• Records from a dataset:
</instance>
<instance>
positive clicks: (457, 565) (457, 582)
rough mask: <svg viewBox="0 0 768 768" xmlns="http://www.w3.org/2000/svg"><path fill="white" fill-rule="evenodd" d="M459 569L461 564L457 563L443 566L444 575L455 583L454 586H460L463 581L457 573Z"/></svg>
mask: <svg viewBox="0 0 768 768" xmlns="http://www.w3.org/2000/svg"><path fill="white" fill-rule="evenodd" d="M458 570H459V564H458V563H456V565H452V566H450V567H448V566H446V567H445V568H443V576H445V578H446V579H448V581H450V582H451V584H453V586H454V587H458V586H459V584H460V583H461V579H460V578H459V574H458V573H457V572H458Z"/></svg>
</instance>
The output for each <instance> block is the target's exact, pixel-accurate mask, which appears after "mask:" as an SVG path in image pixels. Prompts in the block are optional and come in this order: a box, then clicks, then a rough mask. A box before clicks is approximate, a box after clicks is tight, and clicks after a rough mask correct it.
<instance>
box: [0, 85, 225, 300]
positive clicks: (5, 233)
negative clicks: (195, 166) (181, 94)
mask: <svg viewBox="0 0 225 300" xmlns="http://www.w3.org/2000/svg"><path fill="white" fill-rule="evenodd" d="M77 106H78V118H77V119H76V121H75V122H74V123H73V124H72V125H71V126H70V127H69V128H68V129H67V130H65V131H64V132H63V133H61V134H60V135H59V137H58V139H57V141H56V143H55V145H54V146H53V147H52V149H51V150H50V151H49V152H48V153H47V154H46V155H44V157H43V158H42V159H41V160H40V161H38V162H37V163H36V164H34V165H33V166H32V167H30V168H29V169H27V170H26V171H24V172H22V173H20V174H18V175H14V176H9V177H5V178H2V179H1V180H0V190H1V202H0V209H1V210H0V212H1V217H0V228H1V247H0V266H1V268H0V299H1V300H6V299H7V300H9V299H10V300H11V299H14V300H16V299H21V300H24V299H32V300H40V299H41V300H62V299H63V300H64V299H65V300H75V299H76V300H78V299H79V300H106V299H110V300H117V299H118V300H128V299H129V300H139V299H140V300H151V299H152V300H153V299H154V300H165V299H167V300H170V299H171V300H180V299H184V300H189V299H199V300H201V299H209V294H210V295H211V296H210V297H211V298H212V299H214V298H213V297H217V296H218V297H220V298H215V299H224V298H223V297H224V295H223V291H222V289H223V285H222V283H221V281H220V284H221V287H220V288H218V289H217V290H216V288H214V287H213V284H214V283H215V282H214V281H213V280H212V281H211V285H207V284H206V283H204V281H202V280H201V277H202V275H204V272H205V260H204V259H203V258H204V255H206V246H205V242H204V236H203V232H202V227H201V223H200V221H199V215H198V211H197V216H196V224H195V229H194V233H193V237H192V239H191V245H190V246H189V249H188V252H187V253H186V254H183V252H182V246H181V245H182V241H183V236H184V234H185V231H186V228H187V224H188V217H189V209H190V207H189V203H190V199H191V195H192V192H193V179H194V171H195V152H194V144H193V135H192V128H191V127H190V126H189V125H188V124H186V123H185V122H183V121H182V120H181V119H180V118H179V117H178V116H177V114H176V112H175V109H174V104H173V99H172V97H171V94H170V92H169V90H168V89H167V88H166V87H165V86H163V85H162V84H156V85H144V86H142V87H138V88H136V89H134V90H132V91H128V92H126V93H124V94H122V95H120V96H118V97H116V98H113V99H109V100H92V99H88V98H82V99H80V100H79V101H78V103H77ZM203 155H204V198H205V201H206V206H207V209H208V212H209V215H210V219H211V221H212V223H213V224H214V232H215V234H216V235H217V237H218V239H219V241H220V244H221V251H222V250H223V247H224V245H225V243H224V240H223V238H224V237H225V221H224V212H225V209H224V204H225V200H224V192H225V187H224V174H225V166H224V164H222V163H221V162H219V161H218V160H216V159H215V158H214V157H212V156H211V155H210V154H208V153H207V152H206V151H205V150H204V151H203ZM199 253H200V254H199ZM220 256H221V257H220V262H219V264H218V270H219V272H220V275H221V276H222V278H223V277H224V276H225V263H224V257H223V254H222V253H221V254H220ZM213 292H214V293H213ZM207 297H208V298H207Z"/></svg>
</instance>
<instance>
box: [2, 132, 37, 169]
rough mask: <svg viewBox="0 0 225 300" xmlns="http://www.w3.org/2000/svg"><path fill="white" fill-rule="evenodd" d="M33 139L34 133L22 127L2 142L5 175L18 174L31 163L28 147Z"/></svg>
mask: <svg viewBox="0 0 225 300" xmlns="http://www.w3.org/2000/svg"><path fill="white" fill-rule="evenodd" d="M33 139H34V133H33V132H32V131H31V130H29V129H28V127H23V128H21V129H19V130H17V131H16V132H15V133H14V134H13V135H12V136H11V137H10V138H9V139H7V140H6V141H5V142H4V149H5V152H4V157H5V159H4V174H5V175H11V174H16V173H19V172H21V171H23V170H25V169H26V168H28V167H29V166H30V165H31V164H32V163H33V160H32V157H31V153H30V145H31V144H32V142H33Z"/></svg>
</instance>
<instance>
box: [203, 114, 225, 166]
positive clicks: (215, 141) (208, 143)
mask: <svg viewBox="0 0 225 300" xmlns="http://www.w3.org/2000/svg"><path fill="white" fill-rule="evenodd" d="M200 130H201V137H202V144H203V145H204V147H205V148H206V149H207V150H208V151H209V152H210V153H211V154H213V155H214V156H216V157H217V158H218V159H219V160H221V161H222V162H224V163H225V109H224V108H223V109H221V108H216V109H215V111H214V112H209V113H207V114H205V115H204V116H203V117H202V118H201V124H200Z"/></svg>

• YOUR ASSIGNMENT: The answer is the lines above between the line holding "The output for" and the line holding "positive clicks: (5, 233)", inclusive, each written out exactly, and no others.

• RESULT:
The output for each <instance> block is the target's exact, pixel-accurate mask, which appears after "mask:" as an SVG path in image pixels. Prompts in the block are optional and come in this order: a box, then clicks, then a rough mask. A box before clicks is approximate, a box after clicks is tight, and clicks after a rough mask correct it.
<instance>
box: [0, 85, 225, 300]
positive clicks: (5, 233)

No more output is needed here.